• **Task directions**: Please lay out every line of the listing below as a Markdown table with the columns Row and Line, numbering the lines in order under Row and leaving out any blank lines.

(Listing of labeled boxes)
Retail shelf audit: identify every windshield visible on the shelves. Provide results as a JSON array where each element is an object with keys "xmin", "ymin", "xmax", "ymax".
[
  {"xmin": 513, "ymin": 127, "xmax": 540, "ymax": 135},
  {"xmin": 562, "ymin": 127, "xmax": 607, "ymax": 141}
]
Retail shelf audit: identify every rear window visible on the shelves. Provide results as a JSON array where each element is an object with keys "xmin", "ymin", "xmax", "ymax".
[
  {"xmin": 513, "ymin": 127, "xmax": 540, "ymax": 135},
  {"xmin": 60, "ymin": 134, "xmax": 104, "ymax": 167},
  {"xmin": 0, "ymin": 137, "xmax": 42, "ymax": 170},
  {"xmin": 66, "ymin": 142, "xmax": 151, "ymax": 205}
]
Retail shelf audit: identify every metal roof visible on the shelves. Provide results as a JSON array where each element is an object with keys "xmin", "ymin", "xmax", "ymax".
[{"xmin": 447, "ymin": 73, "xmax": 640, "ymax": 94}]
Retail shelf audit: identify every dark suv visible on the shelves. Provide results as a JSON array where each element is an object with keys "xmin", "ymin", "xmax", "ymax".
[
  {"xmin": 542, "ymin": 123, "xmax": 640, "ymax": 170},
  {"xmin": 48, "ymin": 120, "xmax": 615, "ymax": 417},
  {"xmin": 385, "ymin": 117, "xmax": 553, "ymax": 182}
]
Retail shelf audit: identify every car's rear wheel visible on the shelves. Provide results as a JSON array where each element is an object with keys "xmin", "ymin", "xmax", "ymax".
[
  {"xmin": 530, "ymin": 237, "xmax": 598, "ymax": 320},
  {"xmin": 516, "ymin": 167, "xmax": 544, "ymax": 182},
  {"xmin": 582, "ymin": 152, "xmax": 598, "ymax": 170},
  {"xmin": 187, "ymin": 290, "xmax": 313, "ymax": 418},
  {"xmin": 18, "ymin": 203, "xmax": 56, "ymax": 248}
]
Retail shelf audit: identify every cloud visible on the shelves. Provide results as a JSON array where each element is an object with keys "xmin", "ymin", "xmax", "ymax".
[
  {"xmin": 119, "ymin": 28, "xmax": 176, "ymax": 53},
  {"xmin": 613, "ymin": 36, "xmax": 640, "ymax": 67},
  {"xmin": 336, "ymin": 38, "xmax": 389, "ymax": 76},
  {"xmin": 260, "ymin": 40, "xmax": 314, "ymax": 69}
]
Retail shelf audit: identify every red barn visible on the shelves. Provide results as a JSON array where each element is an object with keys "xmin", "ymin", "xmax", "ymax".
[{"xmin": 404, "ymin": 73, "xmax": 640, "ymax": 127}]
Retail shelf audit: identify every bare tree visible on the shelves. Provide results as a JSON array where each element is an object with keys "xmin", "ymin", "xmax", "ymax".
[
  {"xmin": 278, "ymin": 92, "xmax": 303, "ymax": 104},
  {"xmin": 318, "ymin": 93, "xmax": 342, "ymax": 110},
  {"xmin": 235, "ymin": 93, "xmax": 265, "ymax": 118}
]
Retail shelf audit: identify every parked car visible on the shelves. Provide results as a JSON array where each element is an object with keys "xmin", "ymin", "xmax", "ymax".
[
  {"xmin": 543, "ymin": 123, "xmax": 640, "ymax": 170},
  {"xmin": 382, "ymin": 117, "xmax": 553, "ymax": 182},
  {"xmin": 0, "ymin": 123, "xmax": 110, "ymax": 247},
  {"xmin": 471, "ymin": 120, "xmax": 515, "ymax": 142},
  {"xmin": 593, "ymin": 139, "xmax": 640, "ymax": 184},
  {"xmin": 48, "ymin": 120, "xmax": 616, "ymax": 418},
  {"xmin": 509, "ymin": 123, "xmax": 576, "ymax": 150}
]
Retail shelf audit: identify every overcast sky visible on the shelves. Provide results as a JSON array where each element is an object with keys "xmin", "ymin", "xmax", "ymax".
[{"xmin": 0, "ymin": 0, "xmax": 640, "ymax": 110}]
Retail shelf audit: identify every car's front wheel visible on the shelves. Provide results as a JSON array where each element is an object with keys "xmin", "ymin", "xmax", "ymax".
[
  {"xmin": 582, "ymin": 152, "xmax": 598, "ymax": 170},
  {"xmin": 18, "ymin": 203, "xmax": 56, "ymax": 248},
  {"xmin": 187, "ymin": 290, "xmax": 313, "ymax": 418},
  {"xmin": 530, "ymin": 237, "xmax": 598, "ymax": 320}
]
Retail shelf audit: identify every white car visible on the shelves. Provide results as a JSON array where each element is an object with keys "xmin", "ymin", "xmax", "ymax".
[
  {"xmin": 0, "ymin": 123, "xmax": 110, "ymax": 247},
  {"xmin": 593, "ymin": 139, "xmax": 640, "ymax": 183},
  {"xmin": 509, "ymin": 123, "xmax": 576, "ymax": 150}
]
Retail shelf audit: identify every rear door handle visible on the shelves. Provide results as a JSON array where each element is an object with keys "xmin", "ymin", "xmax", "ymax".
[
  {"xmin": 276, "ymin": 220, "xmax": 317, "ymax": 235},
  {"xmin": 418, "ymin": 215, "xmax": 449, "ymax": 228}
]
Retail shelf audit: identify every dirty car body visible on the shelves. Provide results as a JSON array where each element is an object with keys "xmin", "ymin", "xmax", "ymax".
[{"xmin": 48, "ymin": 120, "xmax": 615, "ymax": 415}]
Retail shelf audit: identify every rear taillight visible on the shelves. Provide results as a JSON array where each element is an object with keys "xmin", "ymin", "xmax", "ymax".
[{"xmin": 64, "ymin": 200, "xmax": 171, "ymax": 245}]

• **Problem solution**:
| Row | Line |
|---|---|
| 1 | Retail shelf audit: identify every windshield visible on the shelves. Provide results as a JSON array where each element is an object with keys "xmin", "ymin", "xmax", "ymax". |
| 2 | [ |
| 3 |   {"xmin": 513, "ymin": 127, "xmax": 540, "ymax": 135}, |
| 4 |   {"xmin": 562, "ymin": 127, "xmax": 607, "ymax": 141} |
| 5 | ] |
| 6 | Retail shelf audit: identify every rear window visible on the shelves. Provide results as a JSON array where each element is an object with keys "xmin", "ymin", "xmax", "ymax". |
| 7 | [ |
| 8 |   {"xmin": 513, "ymin": 127, "xmax": 540, "ymax": 135}, |
| 9 |   {"xmin": 60, "ymin": 134, "xmax": 104, "ymax": 167}, |
| 10 |   {"xmin": 0, "ymin": 137, "xmax": 42, "ymax": 170}, |
| 11 |   {"xmin": 66, "ymin": 142, "xmax": 151, "ymax": 205} |
| 12 | ] |
| 13 | Retail shelf audit: identify every metal roof visible on the shelves. Provide results as a JSON array where each element is an object with keys "xmin", "ymin", "xmax", "ymax". |
| 14 | [{"xmin": 447, "ymin": 73, "xmax": 640, "ymax": 94}] |
| 15 | Retail shelf audit: identify every dark suv visible on the shelves. Provide results as a JSON array where each element is an object with keys "xmin", "ymin", "xmax", "ymax". |
| 16 | [ |
| 17 |   {"xmin": 542, "ymin": 123, "xmax": 640, "ymax": 170}, |
| 18 |   {"xmin": 48, "ymin": 120, "xmax": 615, "ymax": 417}, |
| 19 |   {"xmin": 385, "ymin": 117, "xmax": 553, "ymax": 182} |
| 20 | ] |
| 21 | Retail shelf audit: identify every car's rear wheel visible on the shelves. Provide results as a JSON array where each element is an object with keys "xmin", "ymin", "xmax", "ymax". |
| 22 | [ |
| 23 |   {"xmin": 530, "ymin": 237, "xmax": 598, "ymax": 320}, |
| 24 |   {"xmin": 516, "ymin": 167, "xmax": 544, "ymax": 182}, |
| 25 |   {"xmin": 582, "ymin": 152, "xmax": 598, "ymax": 170}, |
| 26 |   {"xmin": 187, "ymin": 290, "xmax": 313, "ymax": 418}, |
| 27 |   {"xmin": 18, "ymin": 203, "xmax": 56, "ymax": 248} |
| 28 | ] |
| 29 | Retail shelf audit: identify every cloud visible on the shelves. Provide results as a JSON array where each element is an object with keys "xmin", "ymin", "xmax", "ymax". |
| 30 | [ |
| 31 |   {"xmin": 119, "ymin": 28, "xmax": 176, "ymax": 53}, |
| 32 |   {"xmin": 613, "ymin": 36, "xmax": 640, "ymax": 67}, |
| 33 |   {"xmin": 336, "ymin": 38, "xmax": 389, "ymax": 76}, |
| 34 |   {"xmin": 260, "ymin": 40, "xmax": 314, "ymax": 69} |
| 35 | ] |
| 36 | Retail shelf audit: identify every red barn visible on the shelves. Provide results as a JSON array where each element is an object with keys "xmin", "ymin", "xmax", "ymax". |
| 37 | [{"xmin": 404, "ymin": 73, "xmax": 640, "ymax": 127}] |
| 38 | Retail shelf audit: identify every bare tree visible on the shelves. Provide results as a JSON array where each element is an object with keys "xmin", "ymin", "xmax", "ymax". |
| 39 | [ |
| 40 |   {"xmin": 278, "ymin": 92, "xmax": 303, "ymax": 104}, |
| 41 |   {"xmin": 318, "ymin": 93, "xmax": 342, "ymax": 110}, |
| 42 |   {"xmin": 235, "ymin": 93, "xmax": 265, "ymax": 118} |
| 43 | ] |
| 44 | Retail shelf audit: identify every parked car visible on the shelves. Provide results as a JSON array where each element is an object with keys "xmin", "ymin", "xmax", "ymax". |
| 45 | [ |
| 46 |   {"xmin": 543, "ymin": 123, "xmax": 640, "ymax": 170}, |
| 47 |   {"xmin": 382, "ymin": 117, "xmax": 553, "ymax": 182}, |
| 48 |   {"xmin": 0, "ymin": 123, "xmax": 110, "ymax": 247}, |
| 49 |   {"xmin": 471, "ymin": 120, "xmax": 515, "ymax": 142}, |
| 50 |   {"xmin": 593, "ymin": 139, "xmax": 640, "ymax": 184}, |
| 51 |   {"xmin": 48, "ymin": 120, "xmax": 616, "ymax": 418}, |
| 52 |   {"xmin": 509, "ymin": 123, "xmax": 576, "ymax": 150} |
| 53 | ] |
| 54 | Retail shelf audit: identify every overcast sky visible on the shelves. Provide results as a JSON array where each element is an object with keys "xmin", "ymin", "xmax", "ymax". |
| 55 | [{"xmin": 0, "ymin": 0, "xmax": 640, "ymax": 110}] |
| 56 | Retail shelf audit: identify every car's front wheel visible on the shelves. Provide results as a JSON array where each element is an object with keys "xmin", "ymin", "xmax", "ymax". |
| 57 | [ |
| 58 |   {"xmin": 582, "ymin": 152, "xmax": 598, "ymax": 170}, |
| 59 |   {"xmin": 18, "ymin": 203, "xmax": 56, "ymax": 248}, |
| 60 |   {"xmin": 187, "ymin": 290, "xmax": 313, "ymax": 418}, |
| 61 |   {"xmin": 530, "ymin": 237, "xmax": 598, "ymax": 320} |
| 62 | ] |
| 63 | Retail shelf audit: identify every white car visible on the shelves. Provide results as a JSON array where each element is an object with keys "xmin", "ymin", "xmax", "ymax". |
| 64 | [ |
| 65 |   {"xmin": 0, "ymin": 123, "xmax": 110, "ymax": 247}, |
| 66 |   {"xmin": 593, "ymin": 139, "xmax": 640, "ymax": 183}, |
| 67 |   {"xmin": 509, "ymin": 123, "xmax": 576, "ymax": 150} |
| 68 | ] |
| 69 | Retail shelf audit: identify every rear door handle visible on the shelves. Provide results as a JSON array where each element is an object with keys "xmin", "ymin", "xmax", "ymax". |
| 70 | [ |
| 71 |   {"xmin": 276, "ymin": 220, "xmax": 317, "ymax": 235}, |
| 72 |   {"xmin": 418, "ymin": 215, "xmax": 449, "ymax": 228} |
| 73 | ] |
| 74 | Retail shelf audit: identify every dirty car body visible on the shelves. Provide results as a JSON array where each element is an object with keys "xmin", "ymin", "xmax", "ymax". |
| 75 | [{"xmin": 48, "ymin": 120, "xmax": 615, "ymax": 415}] |
| 76 | Retail shelf audit: identify every rear taillight visible on the shelves. Provide results as a JSON array where each element is an object with keys "xmin", "ymin", "xmax", "ymax". |
| 77 | [{"xmin": 64, "ymin": 200, "xmax": 171, "ymax": 245}] |